━━ TEXT EXCERPT
Once you have filed a personal injury lawsuit, there is still much to do before your claim settles or goes to trial. A lawyer is there to do the majority of the work for you. However, there are still things that you must help your personal injury lawyer with in order for your case to be as successful as possible.
Once your lawsuit has been filed, both sides begin preparing their cases. The defendant will send your lawyer some written questions, called interrogatories. Interrogatories can ask anything that concerns your case and often include very detailed questions. They can ask about your personal history, your employment history, your medical history, more information about your injuries, your medical bills, and anything else they might think is important.
It’s likely you will need to help your lawyer answer these questions. You need to be as truthful and complete in your answers as possible. Your personal injury attorney will also be sending interrogatories to the defendant, asking them many of the same questions.
After all of this paperwork has been filled out, the next step is depositions. A deposition is an oral statement given by you, the defendant, and any other key witnesses in the case. It is done under oath. Depositions in a personal injury case are used by both your lawyer and the defendant’s lawyer to ask questions and get clarifications about the case. These questions help everyone understand the case better and see potential weaknesses in their side of the case. Depositions are usually videotaped and recorded by a court reporter.
━━━━
- _TASK INSTRUCTIONS_
1 - How would the paragraph beginning "After all of this paperwork" in the personal injury lawsuit text read as a short list of its main facts?
2 - Return, word for word, the part of the personal injury lawsuit text that opens with the words containing "Once your lawsuit" and closes with "think is important.".
━━ DATASET
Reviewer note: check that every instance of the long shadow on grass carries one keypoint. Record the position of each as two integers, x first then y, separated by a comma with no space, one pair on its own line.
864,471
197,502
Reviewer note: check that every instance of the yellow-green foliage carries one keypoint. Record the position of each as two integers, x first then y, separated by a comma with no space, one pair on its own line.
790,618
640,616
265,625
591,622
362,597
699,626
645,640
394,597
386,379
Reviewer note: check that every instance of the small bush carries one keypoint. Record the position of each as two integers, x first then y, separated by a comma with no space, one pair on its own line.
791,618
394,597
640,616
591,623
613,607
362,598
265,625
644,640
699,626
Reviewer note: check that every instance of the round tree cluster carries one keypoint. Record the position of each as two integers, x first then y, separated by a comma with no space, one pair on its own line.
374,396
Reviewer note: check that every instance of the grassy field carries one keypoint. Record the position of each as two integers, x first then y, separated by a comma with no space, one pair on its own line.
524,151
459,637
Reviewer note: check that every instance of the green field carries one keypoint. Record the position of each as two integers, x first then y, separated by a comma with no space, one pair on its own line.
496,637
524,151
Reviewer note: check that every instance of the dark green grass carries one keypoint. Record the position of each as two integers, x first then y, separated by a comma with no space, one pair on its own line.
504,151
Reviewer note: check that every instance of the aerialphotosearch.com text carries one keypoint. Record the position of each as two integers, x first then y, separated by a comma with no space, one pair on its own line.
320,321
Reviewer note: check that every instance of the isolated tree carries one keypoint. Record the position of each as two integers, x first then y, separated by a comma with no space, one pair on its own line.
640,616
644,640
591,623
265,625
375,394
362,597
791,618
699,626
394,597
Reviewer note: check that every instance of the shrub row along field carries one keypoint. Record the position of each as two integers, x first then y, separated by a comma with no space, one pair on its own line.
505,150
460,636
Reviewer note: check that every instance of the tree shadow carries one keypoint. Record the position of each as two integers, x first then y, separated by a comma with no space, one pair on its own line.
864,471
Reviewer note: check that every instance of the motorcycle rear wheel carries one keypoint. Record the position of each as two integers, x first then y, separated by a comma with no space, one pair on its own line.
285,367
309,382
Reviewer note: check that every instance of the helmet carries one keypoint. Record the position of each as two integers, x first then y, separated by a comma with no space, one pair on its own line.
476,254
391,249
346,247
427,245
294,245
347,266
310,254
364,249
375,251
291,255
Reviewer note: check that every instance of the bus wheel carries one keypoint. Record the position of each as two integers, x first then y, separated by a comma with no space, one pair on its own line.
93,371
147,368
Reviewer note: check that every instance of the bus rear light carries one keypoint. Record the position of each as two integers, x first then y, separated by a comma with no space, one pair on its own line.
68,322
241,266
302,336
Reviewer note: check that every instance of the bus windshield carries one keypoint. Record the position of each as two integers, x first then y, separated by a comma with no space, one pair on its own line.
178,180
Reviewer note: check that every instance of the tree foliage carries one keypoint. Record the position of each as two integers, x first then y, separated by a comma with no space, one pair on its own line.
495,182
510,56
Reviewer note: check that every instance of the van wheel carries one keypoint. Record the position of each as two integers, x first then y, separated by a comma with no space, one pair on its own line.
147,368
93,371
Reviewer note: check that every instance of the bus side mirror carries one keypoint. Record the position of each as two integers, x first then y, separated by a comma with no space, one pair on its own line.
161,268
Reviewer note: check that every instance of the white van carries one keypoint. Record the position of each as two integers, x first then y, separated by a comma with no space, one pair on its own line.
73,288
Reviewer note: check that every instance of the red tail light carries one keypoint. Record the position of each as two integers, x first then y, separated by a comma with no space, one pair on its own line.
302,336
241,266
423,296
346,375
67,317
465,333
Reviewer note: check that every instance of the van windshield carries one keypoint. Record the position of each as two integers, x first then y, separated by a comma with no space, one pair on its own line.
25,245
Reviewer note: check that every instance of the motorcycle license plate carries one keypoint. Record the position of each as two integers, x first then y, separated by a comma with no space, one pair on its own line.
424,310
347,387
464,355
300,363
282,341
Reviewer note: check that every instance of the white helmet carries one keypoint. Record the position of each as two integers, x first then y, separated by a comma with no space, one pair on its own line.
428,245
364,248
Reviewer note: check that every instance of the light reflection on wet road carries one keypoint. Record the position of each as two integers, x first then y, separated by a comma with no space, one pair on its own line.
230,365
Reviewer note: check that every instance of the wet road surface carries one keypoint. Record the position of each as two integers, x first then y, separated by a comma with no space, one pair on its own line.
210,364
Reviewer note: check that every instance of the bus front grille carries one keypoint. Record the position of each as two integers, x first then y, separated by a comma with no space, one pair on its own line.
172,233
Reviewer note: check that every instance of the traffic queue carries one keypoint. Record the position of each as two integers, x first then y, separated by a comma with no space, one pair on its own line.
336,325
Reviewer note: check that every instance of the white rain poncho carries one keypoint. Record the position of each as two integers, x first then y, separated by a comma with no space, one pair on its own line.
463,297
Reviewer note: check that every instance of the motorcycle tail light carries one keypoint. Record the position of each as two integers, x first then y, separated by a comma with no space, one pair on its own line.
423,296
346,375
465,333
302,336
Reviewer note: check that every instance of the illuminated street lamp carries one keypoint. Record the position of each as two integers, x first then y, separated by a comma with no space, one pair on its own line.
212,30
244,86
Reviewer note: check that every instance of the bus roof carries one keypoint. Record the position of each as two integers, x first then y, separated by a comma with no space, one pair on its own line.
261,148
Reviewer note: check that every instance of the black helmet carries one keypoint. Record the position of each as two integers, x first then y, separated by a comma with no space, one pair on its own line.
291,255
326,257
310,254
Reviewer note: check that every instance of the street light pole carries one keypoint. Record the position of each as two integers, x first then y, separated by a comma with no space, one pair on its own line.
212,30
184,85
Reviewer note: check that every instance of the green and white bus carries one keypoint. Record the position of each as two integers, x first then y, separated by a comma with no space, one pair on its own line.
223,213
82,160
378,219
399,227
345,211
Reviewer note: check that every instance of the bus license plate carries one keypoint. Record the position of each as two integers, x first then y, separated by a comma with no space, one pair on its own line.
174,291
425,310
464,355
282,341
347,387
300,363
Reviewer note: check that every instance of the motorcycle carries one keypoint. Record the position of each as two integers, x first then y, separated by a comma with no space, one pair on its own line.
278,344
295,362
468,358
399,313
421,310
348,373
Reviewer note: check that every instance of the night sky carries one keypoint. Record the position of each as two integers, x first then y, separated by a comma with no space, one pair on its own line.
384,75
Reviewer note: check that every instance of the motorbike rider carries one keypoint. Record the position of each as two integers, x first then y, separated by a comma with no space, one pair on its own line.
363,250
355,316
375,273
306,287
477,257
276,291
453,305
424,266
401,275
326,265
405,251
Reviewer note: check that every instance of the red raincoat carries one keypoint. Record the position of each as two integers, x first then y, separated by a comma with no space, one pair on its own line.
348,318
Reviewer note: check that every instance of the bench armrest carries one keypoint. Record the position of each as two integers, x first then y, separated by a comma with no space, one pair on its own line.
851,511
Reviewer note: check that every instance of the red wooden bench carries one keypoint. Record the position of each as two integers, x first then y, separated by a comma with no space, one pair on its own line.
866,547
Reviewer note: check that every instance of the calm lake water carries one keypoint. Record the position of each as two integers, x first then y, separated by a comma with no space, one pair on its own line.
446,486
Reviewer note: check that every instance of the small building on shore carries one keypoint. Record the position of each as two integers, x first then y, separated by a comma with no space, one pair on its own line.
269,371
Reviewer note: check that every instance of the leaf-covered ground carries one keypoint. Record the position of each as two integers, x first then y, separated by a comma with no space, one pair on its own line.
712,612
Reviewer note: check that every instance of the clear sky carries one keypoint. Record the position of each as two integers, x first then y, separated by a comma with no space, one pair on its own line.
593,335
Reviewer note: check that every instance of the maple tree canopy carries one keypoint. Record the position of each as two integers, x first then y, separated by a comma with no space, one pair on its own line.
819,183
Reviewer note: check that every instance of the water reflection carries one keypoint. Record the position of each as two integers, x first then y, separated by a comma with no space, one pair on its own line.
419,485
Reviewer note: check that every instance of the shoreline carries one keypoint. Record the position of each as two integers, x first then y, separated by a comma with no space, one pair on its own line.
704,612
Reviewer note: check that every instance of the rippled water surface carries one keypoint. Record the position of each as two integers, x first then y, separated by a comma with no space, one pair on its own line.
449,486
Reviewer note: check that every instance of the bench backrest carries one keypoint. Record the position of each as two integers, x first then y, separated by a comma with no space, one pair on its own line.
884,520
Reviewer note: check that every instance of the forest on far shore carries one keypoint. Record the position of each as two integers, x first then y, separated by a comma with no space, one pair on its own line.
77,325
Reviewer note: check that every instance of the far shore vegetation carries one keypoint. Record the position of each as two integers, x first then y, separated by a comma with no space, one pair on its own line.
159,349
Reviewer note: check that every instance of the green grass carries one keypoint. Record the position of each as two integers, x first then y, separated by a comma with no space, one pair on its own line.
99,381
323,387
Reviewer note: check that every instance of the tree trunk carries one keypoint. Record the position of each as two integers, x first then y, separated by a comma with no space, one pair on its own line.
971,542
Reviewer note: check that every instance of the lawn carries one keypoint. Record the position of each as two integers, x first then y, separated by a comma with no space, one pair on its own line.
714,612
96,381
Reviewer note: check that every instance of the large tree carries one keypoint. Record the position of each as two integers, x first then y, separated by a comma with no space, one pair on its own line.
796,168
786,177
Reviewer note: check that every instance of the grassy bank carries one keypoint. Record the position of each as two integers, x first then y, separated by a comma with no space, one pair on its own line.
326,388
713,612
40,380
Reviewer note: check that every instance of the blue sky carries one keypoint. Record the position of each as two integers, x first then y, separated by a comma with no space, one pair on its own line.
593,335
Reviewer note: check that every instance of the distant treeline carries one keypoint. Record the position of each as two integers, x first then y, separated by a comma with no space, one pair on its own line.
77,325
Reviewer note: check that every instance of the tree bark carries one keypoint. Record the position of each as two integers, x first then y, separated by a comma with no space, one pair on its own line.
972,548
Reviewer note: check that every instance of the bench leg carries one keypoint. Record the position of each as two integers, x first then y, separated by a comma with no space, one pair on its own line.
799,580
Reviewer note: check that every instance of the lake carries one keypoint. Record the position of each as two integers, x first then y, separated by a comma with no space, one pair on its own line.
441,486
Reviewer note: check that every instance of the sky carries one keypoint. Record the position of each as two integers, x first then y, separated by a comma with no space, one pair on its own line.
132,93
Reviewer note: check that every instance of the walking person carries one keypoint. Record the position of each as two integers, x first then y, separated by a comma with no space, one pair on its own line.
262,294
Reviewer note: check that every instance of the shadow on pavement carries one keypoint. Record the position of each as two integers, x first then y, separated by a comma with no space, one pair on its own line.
━━━━
- _ANSWER SET_
1 -
- Depositions come after the written paperwork.
- A deposition is an oral statement given under oath by you, the defendant, and any other key witnesses.
- Both your lawyer and the defendant's lawyer use depositions to ask questions and get clarifications about the case.
- The questions help everyone understand the case better and see potential weaknesses in their own side.
- Depositions are usually videotaped and recorded by a court reporter.

2 -
Once your lawsuit has been filed, both sides begin preparing their cases. The defendant will send your lawyer some written questions, called interrogatories. Interrogatories can ask anything that concerns your case and often include very detailed questions. They can ask about your personal history, your employment history, your medical history, more information about your injuries, your medical bills, and anything else they might think is important.